Copy out the records below word for word, beginning with the line that contains "point_to(query) identifies every instance of the blue sky" and continuing through the line that contains "x=163, y=284", and nothing else.

═════ PROVIDED MATERIAL

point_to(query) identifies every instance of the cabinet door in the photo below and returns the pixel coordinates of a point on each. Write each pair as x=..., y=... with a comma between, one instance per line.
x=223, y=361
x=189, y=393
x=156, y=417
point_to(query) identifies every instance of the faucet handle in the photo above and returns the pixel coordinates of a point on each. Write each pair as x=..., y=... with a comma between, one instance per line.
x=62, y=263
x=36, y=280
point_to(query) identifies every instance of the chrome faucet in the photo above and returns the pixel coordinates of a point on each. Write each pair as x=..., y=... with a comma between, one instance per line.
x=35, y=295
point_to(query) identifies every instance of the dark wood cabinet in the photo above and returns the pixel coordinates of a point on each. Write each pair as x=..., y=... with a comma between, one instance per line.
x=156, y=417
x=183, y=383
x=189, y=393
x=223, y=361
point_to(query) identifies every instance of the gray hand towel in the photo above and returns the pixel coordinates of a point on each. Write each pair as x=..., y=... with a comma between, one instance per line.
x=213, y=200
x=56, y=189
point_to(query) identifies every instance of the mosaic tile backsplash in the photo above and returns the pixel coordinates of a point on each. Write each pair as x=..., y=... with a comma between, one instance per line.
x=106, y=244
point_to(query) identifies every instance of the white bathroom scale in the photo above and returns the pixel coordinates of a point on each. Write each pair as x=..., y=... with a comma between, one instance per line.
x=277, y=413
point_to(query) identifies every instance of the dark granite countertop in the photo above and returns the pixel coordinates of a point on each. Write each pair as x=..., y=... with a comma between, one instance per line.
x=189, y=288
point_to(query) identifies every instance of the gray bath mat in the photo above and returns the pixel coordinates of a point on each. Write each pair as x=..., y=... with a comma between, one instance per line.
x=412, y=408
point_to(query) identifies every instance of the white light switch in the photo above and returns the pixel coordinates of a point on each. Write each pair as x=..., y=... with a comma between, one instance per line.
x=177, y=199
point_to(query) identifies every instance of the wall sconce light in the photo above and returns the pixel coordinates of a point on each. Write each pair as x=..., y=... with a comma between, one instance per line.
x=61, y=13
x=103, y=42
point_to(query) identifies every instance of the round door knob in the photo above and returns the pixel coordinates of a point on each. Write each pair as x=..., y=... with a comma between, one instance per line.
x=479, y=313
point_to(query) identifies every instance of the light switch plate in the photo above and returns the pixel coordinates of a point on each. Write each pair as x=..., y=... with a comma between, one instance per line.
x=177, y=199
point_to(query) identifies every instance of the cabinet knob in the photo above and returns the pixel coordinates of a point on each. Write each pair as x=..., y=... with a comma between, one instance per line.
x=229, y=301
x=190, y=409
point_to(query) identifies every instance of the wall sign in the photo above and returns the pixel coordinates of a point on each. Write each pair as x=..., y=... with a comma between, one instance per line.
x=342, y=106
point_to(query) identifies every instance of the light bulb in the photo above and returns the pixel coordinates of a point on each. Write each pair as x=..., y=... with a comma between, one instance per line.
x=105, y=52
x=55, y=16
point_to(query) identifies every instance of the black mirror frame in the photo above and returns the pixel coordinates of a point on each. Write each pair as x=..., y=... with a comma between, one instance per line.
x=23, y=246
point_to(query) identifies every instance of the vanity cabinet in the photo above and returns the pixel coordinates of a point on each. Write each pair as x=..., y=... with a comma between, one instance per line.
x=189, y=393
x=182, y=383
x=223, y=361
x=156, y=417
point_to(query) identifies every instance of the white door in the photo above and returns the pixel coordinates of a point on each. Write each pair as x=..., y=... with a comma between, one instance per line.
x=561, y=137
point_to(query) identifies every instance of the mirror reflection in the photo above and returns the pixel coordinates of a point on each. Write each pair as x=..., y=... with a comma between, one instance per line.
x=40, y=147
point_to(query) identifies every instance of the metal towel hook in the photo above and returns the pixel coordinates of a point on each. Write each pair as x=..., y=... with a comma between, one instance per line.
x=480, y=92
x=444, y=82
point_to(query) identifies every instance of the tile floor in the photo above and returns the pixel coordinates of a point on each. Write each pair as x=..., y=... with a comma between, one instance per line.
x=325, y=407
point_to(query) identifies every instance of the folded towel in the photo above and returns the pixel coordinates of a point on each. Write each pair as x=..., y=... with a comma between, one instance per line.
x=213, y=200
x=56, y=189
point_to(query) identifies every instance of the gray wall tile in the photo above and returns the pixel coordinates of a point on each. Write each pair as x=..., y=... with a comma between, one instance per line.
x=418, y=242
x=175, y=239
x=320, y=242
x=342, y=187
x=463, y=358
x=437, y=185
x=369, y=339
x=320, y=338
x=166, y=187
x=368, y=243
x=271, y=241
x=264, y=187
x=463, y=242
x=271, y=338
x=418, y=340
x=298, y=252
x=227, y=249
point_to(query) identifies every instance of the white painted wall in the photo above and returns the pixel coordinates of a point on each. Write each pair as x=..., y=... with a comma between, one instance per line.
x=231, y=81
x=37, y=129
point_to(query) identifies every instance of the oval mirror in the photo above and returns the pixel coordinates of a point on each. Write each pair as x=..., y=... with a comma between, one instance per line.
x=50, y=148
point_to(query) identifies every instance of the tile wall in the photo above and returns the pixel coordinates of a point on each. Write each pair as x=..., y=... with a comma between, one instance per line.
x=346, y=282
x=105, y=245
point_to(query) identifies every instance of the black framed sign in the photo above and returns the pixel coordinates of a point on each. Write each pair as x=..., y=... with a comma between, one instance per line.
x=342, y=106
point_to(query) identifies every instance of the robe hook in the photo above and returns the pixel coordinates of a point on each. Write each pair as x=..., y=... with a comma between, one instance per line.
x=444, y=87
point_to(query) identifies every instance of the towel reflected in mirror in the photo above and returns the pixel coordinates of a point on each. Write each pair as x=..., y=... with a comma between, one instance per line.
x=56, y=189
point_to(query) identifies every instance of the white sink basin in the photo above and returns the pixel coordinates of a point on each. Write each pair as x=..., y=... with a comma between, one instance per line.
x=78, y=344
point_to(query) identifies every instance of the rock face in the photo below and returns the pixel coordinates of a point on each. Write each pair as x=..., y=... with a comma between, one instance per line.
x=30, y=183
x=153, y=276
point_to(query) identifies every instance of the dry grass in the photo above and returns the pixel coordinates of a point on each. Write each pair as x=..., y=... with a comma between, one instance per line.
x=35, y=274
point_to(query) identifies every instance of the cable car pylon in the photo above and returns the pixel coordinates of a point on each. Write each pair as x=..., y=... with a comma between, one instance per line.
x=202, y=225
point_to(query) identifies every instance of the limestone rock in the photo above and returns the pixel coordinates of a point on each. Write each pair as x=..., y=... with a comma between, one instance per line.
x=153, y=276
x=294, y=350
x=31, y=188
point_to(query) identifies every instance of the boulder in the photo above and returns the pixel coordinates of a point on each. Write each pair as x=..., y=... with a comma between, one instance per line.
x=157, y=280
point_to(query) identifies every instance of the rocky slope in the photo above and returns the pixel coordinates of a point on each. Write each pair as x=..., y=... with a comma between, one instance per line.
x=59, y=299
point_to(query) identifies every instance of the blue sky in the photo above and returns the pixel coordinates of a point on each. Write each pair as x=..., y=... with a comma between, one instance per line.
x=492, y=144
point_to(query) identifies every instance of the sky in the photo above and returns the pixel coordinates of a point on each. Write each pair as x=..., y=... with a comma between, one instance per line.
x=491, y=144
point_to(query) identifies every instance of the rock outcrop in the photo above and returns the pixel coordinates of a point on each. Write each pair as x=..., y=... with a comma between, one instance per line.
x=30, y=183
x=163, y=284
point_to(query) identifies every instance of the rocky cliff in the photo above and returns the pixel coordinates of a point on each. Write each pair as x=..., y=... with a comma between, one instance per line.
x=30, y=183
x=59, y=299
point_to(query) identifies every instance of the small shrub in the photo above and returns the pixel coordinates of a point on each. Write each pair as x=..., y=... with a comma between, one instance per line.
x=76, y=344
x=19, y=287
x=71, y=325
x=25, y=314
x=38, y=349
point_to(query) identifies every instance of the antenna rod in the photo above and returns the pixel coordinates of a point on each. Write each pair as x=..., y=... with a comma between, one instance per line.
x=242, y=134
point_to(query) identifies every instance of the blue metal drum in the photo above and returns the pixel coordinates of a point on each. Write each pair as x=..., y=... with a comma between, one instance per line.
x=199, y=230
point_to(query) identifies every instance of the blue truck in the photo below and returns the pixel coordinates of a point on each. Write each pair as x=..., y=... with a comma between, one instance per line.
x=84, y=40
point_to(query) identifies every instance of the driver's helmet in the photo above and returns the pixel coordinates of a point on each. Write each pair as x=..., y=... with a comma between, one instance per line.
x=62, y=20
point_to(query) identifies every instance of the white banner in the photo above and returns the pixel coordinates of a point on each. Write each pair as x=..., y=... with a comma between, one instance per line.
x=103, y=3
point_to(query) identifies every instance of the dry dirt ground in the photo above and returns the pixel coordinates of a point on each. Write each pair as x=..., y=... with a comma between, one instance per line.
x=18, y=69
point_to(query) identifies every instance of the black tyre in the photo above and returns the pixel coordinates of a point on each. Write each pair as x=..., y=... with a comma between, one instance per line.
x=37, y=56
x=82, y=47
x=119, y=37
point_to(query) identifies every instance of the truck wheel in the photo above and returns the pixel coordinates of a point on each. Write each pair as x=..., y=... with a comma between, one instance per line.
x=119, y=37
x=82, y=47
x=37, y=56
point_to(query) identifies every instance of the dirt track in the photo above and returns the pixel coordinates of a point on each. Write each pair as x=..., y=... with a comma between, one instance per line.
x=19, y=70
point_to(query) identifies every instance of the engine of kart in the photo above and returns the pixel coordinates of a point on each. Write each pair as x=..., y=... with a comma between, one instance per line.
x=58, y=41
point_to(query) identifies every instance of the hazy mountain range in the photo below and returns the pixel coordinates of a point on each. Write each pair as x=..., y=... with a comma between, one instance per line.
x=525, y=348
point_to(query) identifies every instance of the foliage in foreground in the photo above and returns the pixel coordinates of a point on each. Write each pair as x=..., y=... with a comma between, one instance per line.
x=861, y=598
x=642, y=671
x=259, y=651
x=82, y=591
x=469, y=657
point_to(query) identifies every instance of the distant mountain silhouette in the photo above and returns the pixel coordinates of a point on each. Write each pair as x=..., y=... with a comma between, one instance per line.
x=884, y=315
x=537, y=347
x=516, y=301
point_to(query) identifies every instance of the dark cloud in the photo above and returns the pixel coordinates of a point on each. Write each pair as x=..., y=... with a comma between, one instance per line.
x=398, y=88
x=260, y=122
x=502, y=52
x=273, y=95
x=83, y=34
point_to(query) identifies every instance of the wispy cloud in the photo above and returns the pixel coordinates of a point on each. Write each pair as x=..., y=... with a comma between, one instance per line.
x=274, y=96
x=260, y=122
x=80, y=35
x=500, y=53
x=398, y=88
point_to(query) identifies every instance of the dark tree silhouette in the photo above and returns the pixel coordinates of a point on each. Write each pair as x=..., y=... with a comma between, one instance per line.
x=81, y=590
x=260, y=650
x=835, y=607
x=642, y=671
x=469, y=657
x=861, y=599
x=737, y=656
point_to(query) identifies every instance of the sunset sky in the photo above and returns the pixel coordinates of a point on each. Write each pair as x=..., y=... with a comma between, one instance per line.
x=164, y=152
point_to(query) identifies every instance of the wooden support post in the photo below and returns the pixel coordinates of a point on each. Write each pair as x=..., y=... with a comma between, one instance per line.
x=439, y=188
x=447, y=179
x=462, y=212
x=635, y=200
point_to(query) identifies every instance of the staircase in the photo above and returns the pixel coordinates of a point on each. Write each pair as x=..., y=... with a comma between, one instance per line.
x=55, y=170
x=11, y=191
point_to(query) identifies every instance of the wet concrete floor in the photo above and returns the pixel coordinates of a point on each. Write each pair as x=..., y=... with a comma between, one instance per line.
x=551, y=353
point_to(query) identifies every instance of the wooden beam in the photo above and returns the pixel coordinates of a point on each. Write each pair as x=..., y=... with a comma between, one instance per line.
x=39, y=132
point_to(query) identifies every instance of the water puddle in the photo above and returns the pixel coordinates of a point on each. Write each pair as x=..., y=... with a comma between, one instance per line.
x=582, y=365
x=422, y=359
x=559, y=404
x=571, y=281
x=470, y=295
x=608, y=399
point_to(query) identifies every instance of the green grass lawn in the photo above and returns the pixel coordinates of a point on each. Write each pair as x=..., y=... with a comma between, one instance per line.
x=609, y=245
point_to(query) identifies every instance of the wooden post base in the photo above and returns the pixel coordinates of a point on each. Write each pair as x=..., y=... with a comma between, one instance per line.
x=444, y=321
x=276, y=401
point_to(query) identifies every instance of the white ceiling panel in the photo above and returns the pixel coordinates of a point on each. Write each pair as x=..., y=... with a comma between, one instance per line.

══════════

RESPONSE BELOW:
point_to(query) identifies every instance of the blue sky in the photo above and returns the pixel coordinates of a point on each. Write each pair as x=..., y=... with a comma between, one instance per line.
x=492, y=144
point_to(query) identifies every instance of the sky in the photo above and returns the pixel coordinates of a point on each. Write each pair as x=..., y=... with a comma between, one instance per line.
x=491, y=144
point_to(query) identifies every instance of the rock outcrop in the photo above and returns the pixel coordinates of a point on each. Write each pair as x=..., y=... with a comma between, one instance per line.
x=30, y=183
x=163, y=284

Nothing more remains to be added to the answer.